所给文段:

+ + +

渐进式认知引导的双域半监督人群计数

余鹰; 范在昌; 曾康利; 黄晓辉; 苗夺谦

doi:10.7544/issn1000-1239.202550453

摘要: 在人群计数任务中，高昂的数据标注成本严重制约了全监督方法的广泛应用. 为显著降低对标注数据的依赖，利用大量未标注数据的半监督计数方法已成为当前研究的主流方向. 然而，现有半监督方法通常依赖迭代生成伪标签进行训练，其性能深受2种不确定性因素的制约，其中认知不确定性来自模型自身对知识掌握的不足，易导致伪标签生成质量不稳定；任意不确定性源于数据固有的噪声和歧义，使得模型易受背景干扰和分布偏差的影响. 为应对上述挑战，提出渐进式认知引导的双域半监督人群计数网络（PCDNet）. 该网络设计了渐进式认知引导的伪标签精炼机制，通过多粒度筛选，有效剔除低质量伪标签，缓解认知不确定性干扰；同时，提出联合频域和空间域的双域联合计数损失（dual-domain joint counting loss，DDL），强制模型在空间域和频域学习一致且鲁棒的特征表达，有效约束由数据偏差引发的任意不确定性，增强模型对复杂场景的泛化能力. 在4个主流人群计数数据集上的大量实验表明，PCDNet显著优于现有半监督方法，尤其在标注数据稀缺时优势更为明显. 实验结果充分验证了该方法在应对认知与任意不确定性、生成高质量伪标签以及提升模型鲁棒性和泛化性能方面的有效性，为半监督人群计数提供了更优的解决方案.

+ + +

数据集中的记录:
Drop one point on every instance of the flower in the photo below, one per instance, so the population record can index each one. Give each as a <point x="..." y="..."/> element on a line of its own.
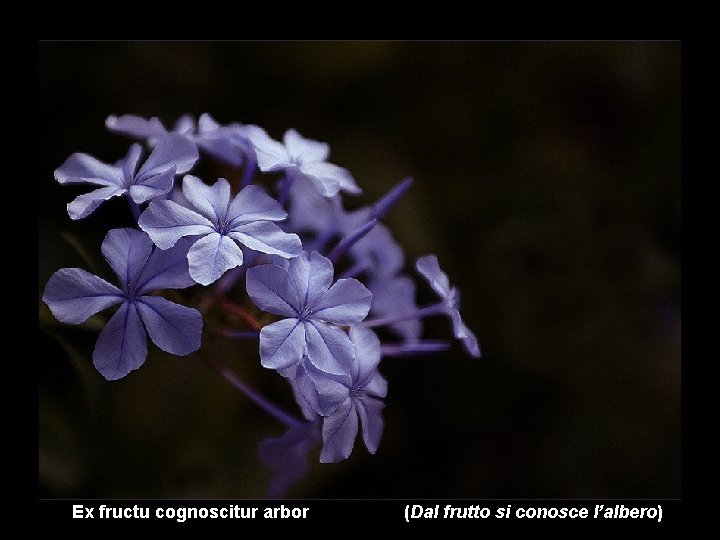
<point x="173" y="155"/>
<point x="73" y="295"/>
<point x="286" y="456"/>
<point x="221" y="224"/>
<point x="314" y="307"/>
<point x="430" y="269"/>
<point x="364" y="389"/>
<point x="301" y="157"/>
<point x="228" y="144"/>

+ + +

任务要求: 在上文关于半监督人群计数的摘要中，PCDNet采用何种机制缓解认知不确定性的干扰？

输出结果: 渐进式认知引导的伪标签精炼机制，通过多粒度筛选剔除低质量伪标签。